> **Input records**:
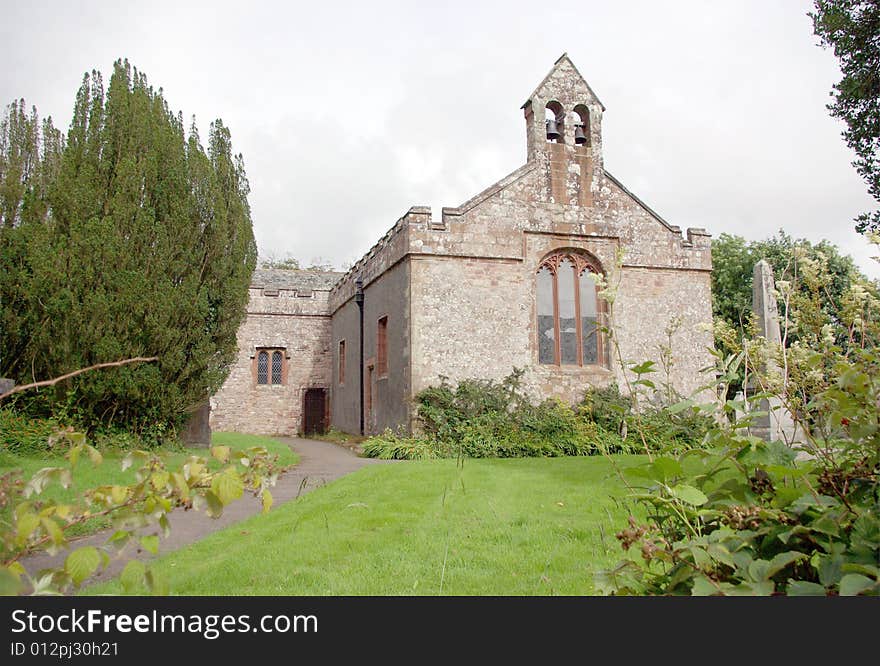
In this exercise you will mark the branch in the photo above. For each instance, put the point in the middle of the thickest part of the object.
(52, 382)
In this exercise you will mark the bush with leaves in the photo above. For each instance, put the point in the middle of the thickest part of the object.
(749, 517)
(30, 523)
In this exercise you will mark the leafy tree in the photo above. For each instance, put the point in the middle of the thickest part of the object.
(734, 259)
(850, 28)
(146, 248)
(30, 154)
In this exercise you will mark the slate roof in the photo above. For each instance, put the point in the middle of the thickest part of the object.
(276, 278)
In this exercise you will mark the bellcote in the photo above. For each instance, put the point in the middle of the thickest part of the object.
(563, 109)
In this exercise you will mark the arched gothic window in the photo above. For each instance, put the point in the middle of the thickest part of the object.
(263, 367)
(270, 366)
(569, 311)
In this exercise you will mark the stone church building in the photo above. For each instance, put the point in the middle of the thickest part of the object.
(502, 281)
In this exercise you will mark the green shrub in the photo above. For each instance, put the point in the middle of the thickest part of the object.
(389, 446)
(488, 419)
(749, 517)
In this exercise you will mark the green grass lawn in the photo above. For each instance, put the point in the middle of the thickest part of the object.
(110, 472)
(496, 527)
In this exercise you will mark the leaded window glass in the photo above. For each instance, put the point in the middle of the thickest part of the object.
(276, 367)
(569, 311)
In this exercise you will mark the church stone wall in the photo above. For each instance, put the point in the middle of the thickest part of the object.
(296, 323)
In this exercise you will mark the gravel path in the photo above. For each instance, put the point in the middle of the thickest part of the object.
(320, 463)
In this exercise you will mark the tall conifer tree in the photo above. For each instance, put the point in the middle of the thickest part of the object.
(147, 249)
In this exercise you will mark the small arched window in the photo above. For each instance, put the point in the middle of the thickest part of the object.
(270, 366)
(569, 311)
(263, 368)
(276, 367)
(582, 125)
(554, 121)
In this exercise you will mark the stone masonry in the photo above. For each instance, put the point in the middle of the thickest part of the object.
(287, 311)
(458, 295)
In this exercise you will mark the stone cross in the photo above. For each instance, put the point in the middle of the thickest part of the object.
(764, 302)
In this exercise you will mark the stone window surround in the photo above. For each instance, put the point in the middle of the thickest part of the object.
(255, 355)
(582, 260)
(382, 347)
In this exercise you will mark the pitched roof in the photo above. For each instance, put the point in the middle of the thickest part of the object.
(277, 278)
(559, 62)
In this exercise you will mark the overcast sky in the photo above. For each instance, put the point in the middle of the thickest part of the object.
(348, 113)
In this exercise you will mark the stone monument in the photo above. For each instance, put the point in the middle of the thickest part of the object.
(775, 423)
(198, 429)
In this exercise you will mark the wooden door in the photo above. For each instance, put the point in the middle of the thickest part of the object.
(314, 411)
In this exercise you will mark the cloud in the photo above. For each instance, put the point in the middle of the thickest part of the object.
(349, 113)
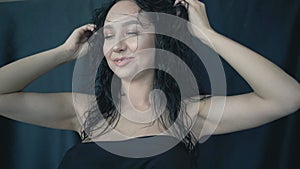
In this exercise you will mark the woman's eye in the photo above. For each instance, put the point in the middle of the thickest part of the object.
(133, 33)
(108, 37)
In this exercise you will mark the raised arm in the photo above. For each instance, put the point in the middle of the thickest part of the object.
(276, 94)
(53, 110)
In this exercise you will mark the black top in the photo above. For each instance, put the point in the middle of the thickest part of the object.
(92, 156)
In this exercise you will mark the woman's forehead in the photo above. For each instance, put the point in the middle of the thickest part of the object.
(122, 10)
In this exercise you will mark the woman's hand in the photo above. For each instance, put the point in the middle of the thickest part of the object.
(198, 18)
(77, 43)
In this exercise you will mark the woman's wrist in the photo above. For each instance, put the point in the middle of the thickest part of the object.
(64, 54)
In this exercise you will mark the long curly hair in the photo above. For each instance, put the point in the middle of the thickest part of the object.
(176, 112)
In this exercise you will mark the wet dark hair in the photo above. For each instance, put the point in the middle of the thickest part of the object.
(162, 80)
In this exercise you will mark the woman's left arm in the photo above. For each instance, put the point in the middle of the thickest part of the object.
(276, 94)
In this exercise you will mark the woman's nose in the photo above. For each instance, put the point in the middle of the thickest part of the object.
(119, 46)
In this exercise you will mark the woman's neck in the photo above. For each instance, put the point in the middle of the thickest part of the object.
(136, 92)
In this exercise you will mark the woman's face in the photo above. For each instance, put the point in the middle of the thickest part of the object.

> **The task**: Print every item above word for word, leaving out the pictures.

> **Answer to the problem**:
In this exercise you will mark the branch in the photo above. For each instance, put the point in the middle of the thickest part of the object.
(52, 382)
In this exercise you will mark the bush with leaves in the photo above. For each instance, put the point in the middle of the thickest part of the object.
(749, 517)
(30, 523)
In this exercise you will mark the leafy tree in the photo above. For each instance, put the point in the middle of the thickest part of the object.
(734, 259)
(850, 28)
(146, 248)
(30, 154)
In this exercise you will mark the slate roof in the photo above. For each instance, put the point in the middle of the thickest part of the object.
(276, 278)
In this exercise you will mark the bellcote in the photo above. For each instance, put the point in the middle of the thickest part of the object.
(563, 109)
In this exercise you will mark the arched gothic window in the photo above. For each instance, put the point in the middle of the thickest part of the object.
(263, 367)
(270, 366)
(569, 311)
In this exercise you will mark the stone church building in the photo above. For each instance, put the point in the middle of the thickest part of the object.
(502, 281)
In this exercise you will mark the green shrub in the photo above. For each instance, put the point in the middle of the thickest part of the object.
(389, 446)
(488, 419)
(749, 517)
In this exercise you will mark the green grass lawn in the photo above. For each instance, put the point in the middle of the thickest part of the object.
(110, 472)
(496, 527)
In this exercise you will mark the leaded window glass in the photo above. For each instance, put the point in the middle of the thickest part of the object.
(276, 367)
(569, 311)
In this exercise you will mark the church stone wall in the photo above. For each instance, put the point in the middle of the thickest part of the object.
(296, 323)
In this exercise you will mark the gravel path in the photo above. For each instance, put the point in the middle of the thickest part of the object.
(320, 463)
In this exercise you will mark the tall conifer tree in the photo above. For each instance, put the point in the middle of the thickest part of the object.
(147, 249)
In this exercise you will mark the small arched window in the photo above. For each instance, put the point in the middle of the thickest part of the object.
(270, 366)
(569, 311)
(263, 368)
(276, 367)
(582, 125)
(554, 121)
In this exercise you will mark the stone masonry in the photo above. For each instance, put the point in the middle of the thickest part of the object.
(287, 311)
(458, 295)
In this exercise you will mark the stone cross in the photo above. For each instance, put the point in the middle of the thickest part of the object.
(764, 302)
In this exercise you will mark the stone window surround in the photo above. For each instance, put the point in the middle of the thickest part of the object.
(255, 355)
(582, 260)
(382, 347)
In this exercise you will mark the pitched roof in the photo above. For each instance, put the point in the middle of the thickest part of the object.
(277, 278)
(559, 62)
In this exercise you will mark the overcast sky in the photo above. For each instance, put the point in the middle of the thickest part of the object.
(348, 113)
In this exercise you will mark the stone monument in the photo above. For each instance, put the point in the middle of the thickest part of the object.
(775, 423)
(198, 429)
In this exercise you will mark the wooden door in the photo above. For each instance, put the point in the middle of the thickest part of the object.
(314, 411)
In this exercise you will mark the cloud in the photo above. For each instance, put the point in the middle of the thickest part of the object.
(349, 113)
In this exercise you will mark the woman's eye in the photo above. For each instance, put the point in the middle of the thickest part of the object.
(133, 33)
(108, 37)
In this exercise you will mark the raised arm in the photo above. For each instance, put the point in the middle of the thickest part of the object.
(276, 94)
(53, 110)
In this exercise you will mark the black top in the photo above. For each instance, put the point in the middle of the thickest part of the object.
(92, 156)
In this exercise you will mark the woman's forehead in the photo above. For each instance, put the point in the middle of the thickest part of the object.
(122, 10)
In this exercise you will mark the woman's hand in the photo above. For each instance, put the point in the middle of the thickest part of the object.
(198, 18)
(77, 43)
In this exercise you will mark the woman's wrist in the photo above. For each instance, put the point in the middle of the thickest part of the object.
(64, 54)
In this exercise you will mark the long curly hair in the photo above. For each instance, put the point in the middle of the thickest part of the object.
(176, 112)
In this exercise you will mark the wet dark hair in the photo above. For each instance, put the point in the middle of the thickest part of the object.
(162, 80)
In this exercise you will mark the woman's left arm in the photo above. For each instance, put the point in the middle of the thickest part of the object.
(276, 94)
In this exercise you will mark the woman's nose in the photo above. For each instance, put the point in the middle of the thickest part of the object.
(119, 46)
In this exercise you will mark the woman's neck in the photo above. For each instance, put the point in the middle of the thickest part of the object.
(136, 92)
In this exercise you will mark the woman's face in the photo above. For each instance, put the point in the middle of the thickest part of the object.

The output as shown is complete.